*WHAT YOU NEED TO DO*:
**a.** Decide whether each statement agrees with the article on the Jefferson-Hemings miniseries. Answer yes or no for each, and quote the words from the article that settle it.
(i) Julia Jefferson Westerinen is 65 years old.
(ii) Eston Hemings was the eldest son of Sally Hemings and Thomas Jefferson.
(iii) About 800 Hemings' descendants previewed the miniseries at Ohio State University.
**b.** Rewrite the article on the Jefferson-Hemings miniseries from "Some people might" up to and including "or Priscilla Lanier.", replacing "miniseries" with "drama".

*TEXT PASSAGE*:
-------

Jefferson-Hemings is a love story


CBS miniseries should provoke controversy, and that's fine with two family descendants

BY JOHN KIESEWETTER
The Cincinnati Enquirer

        Some people might be offended at CBS' depiction of Thomas Jefferson's romance with a slave in Sally Hemings: An American Scandal, the four-hour miniseries airing today and Wednesday. That doesn't worry descendants Julia Jefferson Westerinen or Priscilla Lanier.

        “I hope it's controversial, and that people will talk about it,” says Ms. Westerinen, 65, whose family tradition traces back to Eston Hemings, youngest son of Sally and Thomas Jefferson.

IF YOU GO
  What: Sally Hemings: An American Scandal.
  When: 9-11 p.m. today and Wednesday.
  Where: Channels 12, 7.
        “You can't solve the problem of American racism unless it's acknowledged and discussed,” says the Staten Island grandmother who previewed Sally Hemings with about 800 Hemings' descendants, mostly from Ohio, at Ohio State University on Feb. 4.

-------

*LISTED RECORDS*:
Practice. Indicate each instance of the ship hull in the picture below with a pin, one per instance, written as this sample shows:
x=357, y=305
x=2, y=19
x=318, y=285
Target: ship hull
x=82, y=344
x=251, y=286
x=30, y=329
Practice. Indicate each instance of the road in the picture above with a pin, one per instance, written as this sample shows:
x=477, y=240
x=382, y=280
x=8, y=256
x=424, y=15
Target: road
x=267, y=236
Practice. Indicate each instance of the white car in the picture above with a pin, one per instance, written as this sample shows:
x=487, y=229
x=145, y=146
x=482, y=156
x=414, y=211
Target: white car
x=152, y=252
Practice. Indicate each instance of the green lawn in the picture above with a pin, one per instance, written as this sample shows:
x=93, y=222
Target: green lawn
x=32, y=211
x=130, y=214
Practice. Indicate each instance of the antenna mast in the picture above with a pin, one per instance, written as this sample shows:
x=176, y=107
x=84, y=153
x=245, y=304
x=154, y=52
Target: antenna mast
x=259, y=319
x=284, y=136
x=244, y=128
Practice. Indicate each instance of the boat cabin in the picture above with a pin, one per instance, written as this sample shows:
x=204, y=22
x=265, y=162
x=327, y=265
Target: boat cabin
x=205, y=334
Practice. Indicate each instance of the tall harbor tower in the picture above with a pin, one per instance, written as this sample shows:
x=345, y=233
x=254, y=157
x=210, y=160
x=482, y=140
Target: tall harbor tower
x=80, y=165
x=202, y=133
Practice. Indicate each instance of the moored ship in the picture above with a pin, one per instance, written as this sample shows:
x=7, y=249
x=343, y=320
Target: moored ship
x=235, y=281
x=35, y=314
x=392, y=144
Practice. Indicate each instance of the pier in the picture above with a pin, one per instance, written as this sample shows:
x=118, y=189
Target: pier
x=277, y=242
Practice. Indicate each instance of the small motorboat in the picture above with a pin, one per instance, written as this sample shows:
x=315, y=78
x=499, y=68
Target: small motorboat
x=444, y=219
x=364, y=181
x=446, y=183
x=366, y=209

-------

*ANSWERS BY TASK*:
**a.**
(i) Yes: "says Ms. Westerinen, 65"
(ii) No: "Eston Hemings, youngest son of Sally and Thomas Jefferson"
(iii) Yes: "previewed Sally Hemings with about 800 Hemings' descendants, mostly from Ohio, at Ohio State University"

**b.**
Some people might be offended at CBS' depiction of Thomas Jefferson's romance with a slave in Sally Hemings: An American Scandal, the four-hour drama airing today and Wednesday. That doesn't worry descendants Julia Jefferson Westerinen or Priscilla Lanier.